◆ Records from a dataset
◆ ◆ ◆

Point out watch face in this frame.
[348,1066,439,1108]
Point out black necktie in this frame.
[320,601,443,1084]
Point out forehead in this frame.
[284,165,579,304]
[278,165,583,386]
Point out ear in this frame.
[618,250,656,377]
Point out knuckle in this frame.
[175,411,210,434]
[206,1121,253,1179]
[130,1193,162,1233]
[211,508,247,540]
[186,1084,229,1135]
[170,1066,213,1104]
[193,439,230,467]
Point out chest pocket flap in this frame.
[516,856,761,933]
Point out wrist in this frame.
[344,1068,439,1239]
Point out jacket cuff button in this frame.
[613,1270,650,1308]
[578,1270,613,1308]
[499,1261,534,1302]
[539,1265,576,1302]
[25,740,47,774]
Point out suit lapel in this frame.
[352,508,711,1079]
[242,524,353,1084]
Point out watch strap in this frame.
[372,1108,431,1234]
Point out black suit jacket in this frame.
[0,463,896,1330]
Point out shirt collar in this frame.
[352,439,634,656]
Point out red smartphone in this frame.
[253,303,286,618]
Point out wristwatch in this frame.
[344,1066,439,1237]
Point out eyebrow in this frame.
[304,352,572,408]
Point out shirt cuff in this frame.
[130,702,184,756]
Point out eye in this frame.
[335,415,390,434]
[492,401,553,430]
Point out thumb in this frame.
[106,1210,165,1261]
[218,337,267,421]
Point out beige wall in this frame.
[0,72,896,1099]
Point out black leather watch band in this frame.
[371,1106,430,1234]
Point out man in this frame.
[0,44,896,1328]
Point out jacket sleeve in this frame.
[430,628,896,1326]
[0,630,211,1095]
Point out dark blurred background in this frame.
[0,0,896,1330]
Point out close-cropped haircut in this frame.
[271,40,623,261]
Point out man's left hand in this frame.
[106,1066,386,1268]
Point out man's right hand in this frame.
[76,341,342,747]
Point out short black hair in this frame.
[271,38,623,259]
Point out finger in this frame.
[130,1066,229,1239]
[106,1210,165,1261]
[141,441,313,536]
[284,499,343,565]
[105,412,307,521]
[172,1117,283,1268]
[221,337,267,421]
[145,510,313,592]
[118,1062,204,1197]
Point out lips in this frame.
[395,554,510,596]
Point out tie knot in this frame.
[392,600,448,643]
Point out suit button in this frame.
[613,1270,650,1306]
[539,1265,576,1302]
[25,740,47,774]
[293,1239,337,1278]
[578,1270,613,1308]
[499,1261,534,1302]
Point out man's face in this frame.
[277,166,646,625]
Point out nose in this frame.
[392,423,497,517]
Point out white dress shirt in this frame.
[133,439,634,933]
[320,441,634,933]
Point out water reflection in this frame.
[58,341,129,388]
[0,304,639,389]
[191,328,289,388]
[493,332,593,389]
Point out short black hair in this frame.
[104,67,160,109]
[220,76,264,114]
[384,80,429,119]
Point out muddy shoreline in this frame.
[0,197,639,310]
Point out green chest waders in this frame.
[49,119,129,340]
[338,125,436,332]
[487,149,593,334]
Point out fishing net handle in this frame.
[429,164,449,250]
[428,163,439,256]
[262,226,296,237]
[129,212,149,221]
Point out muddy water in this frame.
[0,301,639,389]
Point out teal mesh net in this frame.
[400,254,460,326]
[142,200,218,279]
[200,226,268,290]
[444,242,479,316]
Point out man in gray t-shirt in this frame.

◆ ◆ ◆

◆ TASK OBJECTIVE
Write out the portion of the records above that opens with the line containing "Point out thumb in this frame." and closes with the line containing "[0,630,211,1095]", both of those lines included, reproducing each line exactly.

◆ RESPONSE TO THIS EXERCISE
Point out thumb in this frame.
[106,1210,165,1261]
[218,337,267,421]
Point out beige wall in this frame.
[0,72,896,1099]
Point out black leather watch band in this frame.
[371,1106,430,1234]
Point out man in this frame.
[0,44,896,1328]
Point out jacket sleeve in this frame.
[430,628,896,1326]
[0,630,211,1095]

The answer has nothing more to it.